§ GOAL: Locate each line in the rows below that contains the string "request", and copy every such line in full.

§ EXCERPTED RECORDS:
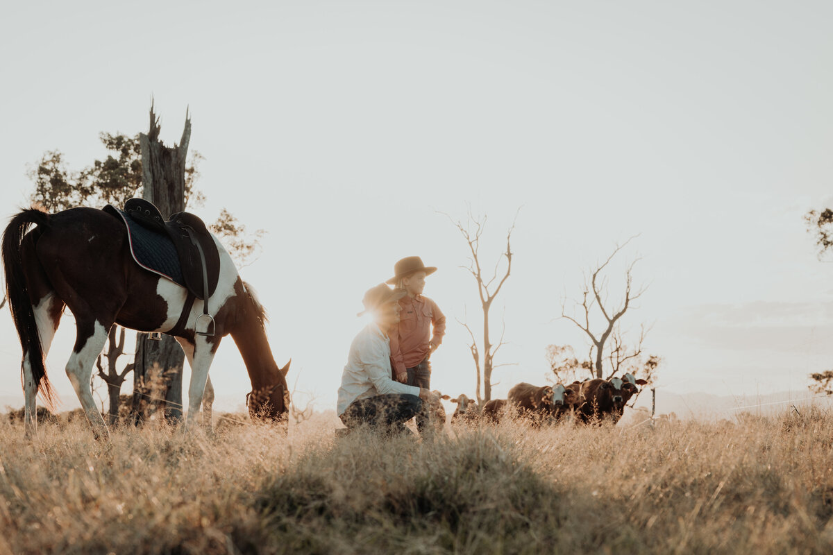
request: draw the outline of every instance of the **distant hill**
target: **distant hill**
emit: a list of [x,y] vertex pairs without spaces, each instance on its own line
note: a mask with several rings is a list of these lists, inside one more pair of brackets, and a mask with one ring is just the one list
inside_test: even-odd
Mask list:
[[[780,414],[796,409],[802,409],[815,405],[833,407],[833,397],[819,396],[808,389],[781,391],[768,395],[715,395],[707,393],[676,394],[657,389],[656,414],[675,413],[679,419],[701,420],[732,419],[739,413],[762,416]],[[651,409],[651,391],[640,394],[636,407]]]

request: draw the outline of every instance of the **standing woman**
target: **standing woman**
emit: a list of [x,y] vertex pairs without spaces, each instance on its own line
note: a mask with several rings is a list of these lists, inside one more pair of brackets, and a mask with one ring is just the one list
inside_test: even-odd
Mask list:
[[[431,389],[431,354],[446,334],[445,315],[436,303],[422,295],[425,278],[436,271],[436,268],[422,264],[419,256],[408,256],[393,265],[394,276],[387,280],[407,292],[399,301],[402,308],[399,323],[391,330],[393,373],[397,381],[426,389]],[[416,416],[421,432],[426,424],[424,412]]]

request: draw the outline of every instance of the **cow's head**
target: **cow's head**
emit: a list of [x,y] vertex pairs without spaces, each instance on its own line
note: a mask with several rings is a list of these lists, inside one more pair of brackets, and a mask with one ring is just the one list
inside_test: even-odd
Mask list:
[[[541,405],[544,406],[552,406],[552,400],[555,394],[552,391],[552,388],[549,385],[545,385],[539,389],[541,392],[541,400],[537,400],[538,395],[532,396],[532,406],[537,409]],[[537,401],[537,402],[536,402]]]
[[645,385],[648,382],[645,379],[640,378],[637,379],[634,378],[632,374],[626,374],[622,377],[622,397],[625,398],[625,402],[627,403],[631,398],[639,393],[639,388],[637,385]]
[[561,384],[552,388],[552,405],[554,407],[563,407],[566,404],[568,392],[572,393]]
[[466,394],[462,394],[456,399],[451,399],[451,403],[457,405],[456,410],[454,411],[456,413],[465,413],[466,410],[469,409],[469,408],[473,409],[477,404],[477,402],[476,400],[474,400],[473,399],[469,399],[469,397],[466,395]]
[[428,404],[428,419],[433,426],[435,426],[437,429],[441,429],[442,427],[446,425],[446,408],[442,406],[441,399],[444,399],[447,400],[451,399],[451,397],[448,395],[443,395],[436,389],[433,389],[431,393],[436,394],[439,399],[431,401]]
[[[622,394],[622,380],[621,378],[611,378],[599,384],[599,392],[607,397],[613,408],[621,410],[625,408],[625,397]],[[630,395],[628,396],[630,399]]]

§ OUTPUT FOR THIS TASK:
request: draw the outline of every instance of the **distant hill**
request: draw the outline of every instance of the **standing woman**
request: draw the outline of every instance of the **cow's head**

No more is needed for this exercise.